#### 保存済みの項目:

****************************************

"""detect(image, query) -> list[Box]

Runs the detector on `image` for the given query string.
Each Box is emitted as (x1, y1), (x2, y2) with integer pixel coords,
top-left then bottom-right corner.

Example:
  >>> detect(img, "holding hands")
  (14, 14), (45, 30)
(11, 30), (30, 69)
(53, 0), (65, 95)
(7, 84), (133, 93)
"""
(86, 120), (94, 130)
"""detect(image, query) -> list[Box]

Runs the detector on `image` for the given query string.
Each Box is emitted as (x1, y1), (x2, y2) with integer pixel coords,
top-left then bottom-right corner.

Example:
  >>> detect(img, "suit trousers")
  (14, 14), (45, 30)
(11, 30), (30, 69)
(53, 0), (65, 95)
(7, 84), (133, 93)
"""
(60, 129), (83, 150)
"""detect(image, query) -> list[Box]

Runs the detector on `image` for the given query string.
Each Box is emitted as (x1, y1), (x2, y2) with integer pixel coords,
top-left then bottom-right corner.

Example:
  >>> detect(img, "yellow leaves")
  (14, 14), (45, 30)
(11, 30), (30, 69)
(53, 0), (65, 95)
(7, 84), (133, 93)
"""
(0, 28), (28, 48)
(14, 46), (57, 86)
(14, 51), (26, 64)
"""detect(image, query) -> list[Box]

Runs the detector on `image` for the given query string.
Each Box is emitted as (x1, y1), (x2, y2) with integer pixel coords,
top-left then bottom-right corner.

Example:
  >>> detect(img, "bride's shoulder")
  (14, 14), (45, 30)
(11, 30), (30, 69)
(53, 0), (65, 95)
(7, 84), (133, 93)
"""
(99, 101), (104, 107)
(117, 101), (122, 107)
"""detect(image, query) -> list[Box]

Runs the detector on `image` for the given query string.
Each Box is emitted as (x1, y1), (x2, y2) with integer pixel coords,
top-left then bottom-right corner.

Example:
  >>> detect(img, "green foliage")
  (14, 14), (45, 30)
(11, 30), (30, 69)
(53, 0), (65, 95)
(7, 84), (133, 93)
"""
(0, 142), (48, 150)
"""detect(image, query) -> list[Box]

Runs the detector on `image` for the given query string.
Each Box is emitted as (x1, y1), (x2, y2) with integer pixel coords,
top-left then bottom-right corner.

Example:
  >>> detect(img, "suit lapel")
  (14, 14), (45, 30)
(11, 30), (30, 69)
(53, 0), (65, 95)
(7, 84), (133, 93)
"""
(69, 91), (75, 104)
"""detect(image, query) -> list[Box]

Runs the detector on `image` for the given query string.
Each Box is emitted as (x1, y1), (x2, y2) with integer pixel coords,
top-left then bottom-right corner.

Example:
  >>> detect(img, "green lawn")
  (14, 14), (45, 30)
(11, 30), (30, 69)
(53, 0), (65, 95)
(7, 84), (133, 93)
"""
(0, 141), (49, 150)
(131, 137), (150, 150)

****************************************

#### 作業指示:
上の行をすべて、空行を除いてMarkdownの表に書き直す。列名は「番号」と「内容」とし、「番号」には通し番号を、「内容」には行をそのまま入れる。

#### 解答全文:
| 番号 | 内容 |
|---|---|
| 1 | """detect(image, query) -> list[Box] |
| 2 | Runs the detector on `image` for the given query string. |
| 3 | Each Box is emitted as (x1, y1), (x2, y2) with integer pixel coords, |
| 4 | top-left then bottom-right corner. |
| 5 | Example: |
| 6 |   >>> detect(img, "holding hands") |
| 7 |   (14, 14), (45, 30) |
| 8 | (11, 30), (30, 69) |
| 9 | (53, 0), (65, 95) |
| 10 | (7, 84), (133, 93) |
| 11 | """ |
| 12 | (86, 120), (94, 130) |
| 13 | """detect(image, query) -> list[Box] |
| 14 | Runs the detector on `image` for the given query string. |
| 15 | Each Box is emitted as (x1, y1), (x2, y2) with integer pixel coords, |
| 16 | top-left then bottom-right corner. |
| 17 | Example: |
| 18 |   >>> detect(img, "suit trousers") |
| 19 |   (14, 14), (45, 30) |
| 20 | (11, 30), (30, 69) |
| 21 | (53, 0), (65, 95) |
| 22 | (7, 84), (133, 93) |
| 23 | """ |
| 24 | (60, 129), (83, 150) |
| 25 | """detect(image, query) -> list[Box] |
| 26 | Runs the detector on `image` for the given query string. |
| 27 | Each Box is emitted as (x1, y1), (x2, y2) with integer pixel coords, |
| 28 | top-left then bottom-right corner. |
| 29 | Example: |
| 30 |   >>> detect(img, "yellow leaves") |
| 31 |   (14, 14), (45, 30) |
| 32 | (11, 30), (30, 69) |
| 33 | (53, 0), (65, 95) |
| 34 | (7, 84), (133, 93) |
| 35 | """ |
| 36 | (0, 28), (28, 48) |
| 37 | (14, 46), (57, 86) |
| 38 | (14, 51), (26, 64) |
| 39 | """detect(image, query) -> list[Box] |
| 40 | Runs the detector on `image` for the given query string. |
| 41 | Each Box is emitted as (x1, y1), (x2, y2) with integer pixel coords, |
| 42 | top-left then bottom-right corner. |
| 43 | Example: |
| 44 |   >>> detect(img, "bride's shoulder") |
| 45 |   (14, 14), (45, 30) |
| 46 | (11, 30), (30, 69) |
| 47 | (53, 0), (65, 95) |
| 48 | (7, 84), (133, 93) |
| 49 | """ |
| 50 | (99, 101), (104, 107) |
| 51 | (117, 101), (122, 107) |
| 52 | """detect(image, query) -> list[Box] |
| 53 | Runs the detector on `image` for the given query string. |
| 54 | Each Box is emitted as (x1, y1), (x2, y2) with integer pixel coords, |
| 55 | top-left then bottom-right corner. |
| 56 | Example: |
| 57 |   >>> detect(img, "green foliage") |
| 58 |   (14, 14), (45, 30) |
| 59 | (11, 30), (30, 69) |
| 60 | (53, 0), (65, 95) |
| 61 | (7, 84), (133, 93) |
| 62 | """ |
| 63 | (0, 142), (48, 150) |
| 64 | """detect(image, query) -> list[Box] |
| 65 | Runs the detector on `image` for the given query string. |
| 66 | Each Box is emitted as (x1, y1), (x2, y2) with integer pixel coords, |
| 67 | top-left then bottom-right corner. |
| 68 | Example: |
| 69 |   >>> detect(img, "suit lapel") |
| 70 |   (14, 14), (45, 30) |
| 71 | (11, 30), (30, 69) |
| 72 | (53, 0), (65, 95) |
| 73 | (7, 84), (133, 93) |
| 74 | """ |
| 75 | (69, 91), (75, 104) |
| 76 | """detect(image, query) -> list[Box] |
| 77 | Runs the detector on `image` for the given query string. |
| 78 | Each Box is emitted as (x1, y1), (x2, y2) with integer pixel coords, |
| 79 | top-left then bottom-right corner. |
| 80 | Example: |
| 81 |   >>> detect(img, "green lawn") |
| 82 |   (14, 14), (45, 30) |
| 83 | (11, 30), (30, 69) |
| 84 | (53, 0), (65, 95) |
| 85 | (7, 84), (133, 93) |
| 86 | """ |
| 87 | (0, 141), (49, 150) |
| 88 | (131, 137), (150, 150) |